> **Input for this task**:

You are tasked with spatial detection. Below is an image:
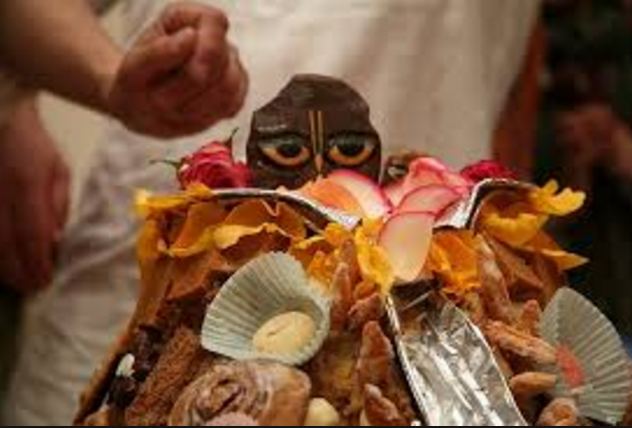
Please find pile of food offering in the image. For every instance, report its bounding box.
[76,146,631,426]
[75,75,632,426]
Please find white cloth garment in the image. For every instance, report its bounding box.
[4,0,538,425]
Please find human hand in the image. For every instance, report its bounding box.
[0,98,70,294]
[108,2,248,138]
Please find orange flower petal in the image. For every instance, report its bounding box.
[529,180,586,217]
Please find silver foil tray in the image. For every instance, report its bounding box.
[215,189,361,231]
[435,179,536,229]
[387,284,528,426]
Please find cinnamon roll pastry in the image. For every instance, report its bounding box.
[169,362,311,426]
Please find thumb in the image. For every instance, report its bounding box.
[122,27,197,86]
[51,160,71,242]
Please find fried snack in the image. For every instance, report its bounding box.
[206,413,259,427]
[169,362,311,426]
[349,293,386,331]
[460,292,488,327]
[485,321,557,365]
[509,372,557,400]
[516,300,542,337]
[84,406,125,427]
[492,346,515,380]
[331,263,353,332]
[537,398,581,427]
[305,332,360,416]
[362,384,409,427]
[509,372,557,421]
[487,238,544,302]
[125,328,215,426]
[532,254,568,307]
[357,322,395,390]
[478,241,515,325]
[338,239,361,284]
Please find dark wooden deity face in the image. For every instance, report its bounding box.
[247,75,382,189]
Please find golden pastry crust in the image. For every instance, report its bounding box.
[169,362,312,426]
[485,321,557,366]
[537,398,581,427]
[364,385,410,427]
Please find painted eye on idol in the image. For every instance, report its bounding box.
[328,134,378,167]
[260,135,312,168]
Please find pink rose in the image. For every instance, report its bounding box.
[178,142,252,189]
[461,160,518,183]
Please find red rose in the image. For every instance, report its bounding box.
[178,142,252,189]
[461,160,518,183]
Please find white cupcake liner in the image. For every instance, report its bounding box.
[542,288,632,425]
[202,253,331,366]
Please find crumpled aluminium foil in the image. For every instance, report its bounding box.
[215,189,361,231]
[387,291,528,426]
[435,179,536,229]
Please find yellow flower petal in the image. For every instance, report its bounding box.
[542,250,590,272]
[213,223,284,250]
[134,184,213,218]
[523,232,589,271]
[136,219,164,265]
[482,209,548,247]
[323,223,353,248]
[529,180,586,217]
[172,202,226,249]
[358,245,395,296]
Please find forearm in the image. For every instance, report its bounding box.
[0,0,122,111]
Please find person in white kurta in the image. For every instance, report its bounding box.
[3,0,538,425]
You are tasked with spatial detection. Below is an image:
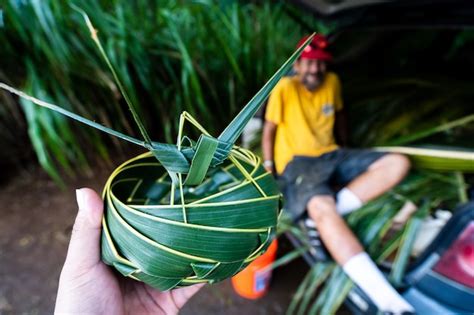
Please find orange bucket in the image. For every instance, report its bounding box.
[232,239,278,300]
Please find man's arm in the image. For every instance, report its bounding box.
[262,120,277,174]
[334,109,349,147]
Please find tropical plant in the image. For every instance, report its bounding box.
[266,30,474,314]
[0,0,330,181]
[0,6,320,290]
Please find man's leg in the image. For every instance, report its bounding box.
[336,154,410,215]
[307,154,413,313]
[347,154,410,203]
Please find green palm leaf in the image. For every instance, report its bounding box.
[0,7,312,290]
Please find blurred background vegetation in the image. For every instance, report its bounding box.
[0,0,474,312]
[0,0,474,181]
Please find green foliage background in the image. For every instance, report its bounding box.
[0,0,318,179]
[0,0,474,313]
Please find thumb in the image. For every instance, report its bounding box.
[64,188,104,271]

> **Problem statement**: Shift every bounding-box coordinate in the answers up by 90. Then rewrite the items from the very start through the line containing "[108,2,248,138]", with both ends and the requests included and the pictures left out.

> **Task response**:
You are tasked with spatial detection. Below is an image:
Please find pile of food offering in the image. For every instance, report its bounding box.
[166,236,721,516]
[165,165,722,516]
Please find white cloth garment in the image. For every instance, report its bounding box.
[94,90,628,515]
Please find human hand in the image. For every instance, report its bounding box.
[90,188,160,384]
[198,92,338,228]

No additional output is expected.